══ EXCERPTED RECORDS ══

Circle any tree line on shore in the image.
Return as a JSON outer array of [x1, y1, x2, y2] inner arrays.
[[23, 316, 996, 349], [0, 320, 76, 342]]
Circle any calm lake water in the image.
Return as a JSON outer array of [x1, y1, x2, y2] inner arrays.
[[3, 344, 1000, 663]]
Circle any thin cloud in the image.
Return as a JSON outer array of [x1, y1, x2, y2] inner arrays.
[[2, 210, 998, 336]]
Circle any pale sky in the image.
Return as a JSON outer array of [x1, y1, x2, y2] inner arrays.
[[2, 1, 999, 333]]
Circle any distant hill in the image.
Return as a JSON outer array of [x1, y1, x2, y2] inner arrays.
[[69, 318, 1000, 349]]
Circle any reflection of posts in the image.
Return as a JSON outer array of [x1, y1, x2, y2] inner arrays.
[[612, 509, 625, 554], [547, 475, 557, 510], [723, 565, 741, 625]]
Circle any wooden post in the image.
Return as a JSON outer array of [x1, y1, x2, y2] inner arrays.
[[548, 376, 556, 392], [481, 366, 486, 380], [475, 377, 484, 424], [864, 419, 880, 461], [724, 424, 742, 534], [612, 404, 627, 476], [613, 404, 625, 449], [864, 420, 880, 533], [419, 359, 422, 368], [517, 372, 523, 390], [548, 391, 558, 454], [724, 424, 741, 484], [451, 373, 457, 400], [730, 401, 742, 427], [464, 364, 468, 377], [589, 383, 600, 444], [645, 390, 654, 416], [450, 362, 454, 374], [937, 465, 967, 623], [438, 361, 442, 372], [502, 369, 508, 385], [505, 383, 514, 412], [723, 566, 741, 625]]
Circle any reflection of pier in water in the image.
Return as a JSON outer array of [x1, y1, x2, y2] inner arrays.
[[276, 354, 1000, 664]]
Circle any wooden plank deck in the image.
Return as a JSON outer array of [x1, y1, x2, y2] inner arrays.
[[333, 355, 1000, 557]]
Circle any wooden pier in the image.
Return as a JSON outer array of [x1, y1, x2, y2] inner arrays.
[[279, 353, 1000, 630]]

═══

> **PROBLEM TO SOLVE**: Word for word, restate the entries from the first line to the line that has "Circle any wooden post in the image.", both included, and nothing else.

> **EXERCISE RESULT**:
Circle any tree line on shore in the image.
Return as a JSON outer array of [x1, y1, x2, y2] inner arrays.
[[23, 316, 996, 349], [0, 320, 76, 342]]
Circle any calm lake water in the image.
Return as a JSON outer array of [x1, y1, x2, y2] inner arrays.
[[3, 344, 1000, 663]]
Circle any thin cloud in the image.
Return as a JSON outer array of [x1, y1, x2, y2] inner arrays.
[[2, 210, 998, 336]]
Circle any pale sky in the image.
Return as a JSON outer array of [x1, y1, x2, y2] inner arrays.
[[2, 1, 999, 333]]
Circle any distant hill in the image.
Return as a JSON outer array of [x1, y1, x2, y2] inner arrays.
[[69, 318, 1000, 349]]
Circle any reflection of posts in the image.
Return as a JSON outer array of [x1, y1, x2, y2] inner arrays.
[[612, 509, 625, 554], [547, 475, 557, 510], [723, 565, 741, 625]]
Circle any wooden post in the image.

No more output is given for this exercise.